> _PAGE TEXT_:

Historically, the Philadelphia Experiment is an interesting mystery. Based on the alleged observations of merchant sailor, Carl M Allen, it is an event denied outright ever happened by the US Navy. The alleged event involved not only the USS Eldridge being made invisible for a short time, but it also being teleported briefly before returning to the harbour. The actual story around the USS Eldridge is fascinating with elements of conspiracy theory, Einstein’s unified field theory and sailors being melded with the ship after teleport! There is so much story in the mystery of the Eldridge and The Macros just uses them as a backdrop.

Even the mildly interesting element of Capron being in a micro-universe is never explored much beyond the Doctor having to do some macguffiny TARDIS stuff to ‘adjust’ people as they travel between the two worlds which seems to solely be to provide a cliffhanger to Episode 1. It isn’t even used as a way of incapacitating Osloo when she travels to the Eldridge. The Doctor has the prime opportunity to not adjust her body to the new universe which would have stopped her right in her mad, generic tracks. But he doesn’t and she just goes outside to rant and rave a bit before they all have to return to the TARDIS because the Eldridge is disintegrating.

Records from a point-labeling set
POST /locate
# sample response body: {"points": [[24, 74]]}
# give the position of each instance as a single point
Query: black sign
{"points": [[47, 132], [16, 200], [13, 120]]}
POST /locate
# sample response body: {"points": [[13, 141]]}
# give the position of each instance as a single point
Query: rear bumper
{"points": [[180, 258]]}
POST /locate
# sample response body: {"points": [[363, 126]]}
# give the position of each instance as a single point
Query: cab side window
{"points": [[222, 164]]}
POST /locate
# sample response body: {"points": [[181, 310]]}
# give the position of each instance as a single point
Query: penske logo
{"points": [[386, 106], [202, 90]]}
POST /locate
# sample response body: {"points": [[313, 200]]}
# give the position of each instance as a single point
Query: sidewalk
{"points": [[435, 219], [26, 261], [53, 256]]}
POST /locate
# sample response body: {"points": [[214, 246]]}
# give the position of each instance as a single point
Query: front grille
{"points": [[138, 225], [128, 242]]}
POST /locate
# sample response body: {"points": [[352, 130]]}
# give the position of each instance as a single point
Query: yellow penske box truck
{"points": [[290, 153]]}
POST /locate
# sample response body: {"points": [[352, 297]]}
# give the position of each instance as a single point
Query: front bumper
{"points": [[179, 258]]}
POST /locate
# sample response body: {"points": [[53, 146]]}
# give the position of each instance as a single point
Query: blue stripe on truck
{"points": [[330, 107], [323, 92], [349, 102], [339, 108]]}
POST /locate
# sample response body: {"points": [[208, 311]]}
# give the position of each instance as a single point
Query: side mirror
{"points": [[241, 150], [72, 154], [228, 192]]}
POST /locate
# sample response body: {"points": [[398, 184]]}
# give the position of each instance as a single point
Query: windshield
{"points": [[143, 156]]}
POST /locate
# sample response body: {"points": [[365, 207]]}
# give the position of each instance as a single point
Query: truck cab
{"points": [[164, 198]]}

> _YOUR TASK_:
Change "harbour" to "dock" in the review of The Macros, giving its wording from "Historically, the Philadelphia" to "as a backdrop.".

> _CORRECT RESULT_:
Historically, the Philadelphia Experiment is an interesting mystery. Based on the alleged observations of merchant sailor, Carl M Allen, it is an event denied outright ever happened by the US Navy. The alleged event involved not only the USS Eldridge being made invisible for a short time, but it also being teleported briefly before returning to the dock. The actual story around the USS Eldridge is fascinating with elements of conspiracy theory, Einstein’s unified field theory and sailors being melded with the ship after teleport! There is so much story in the mystery of the Eldridge and The Macros just uses them as a backdrop.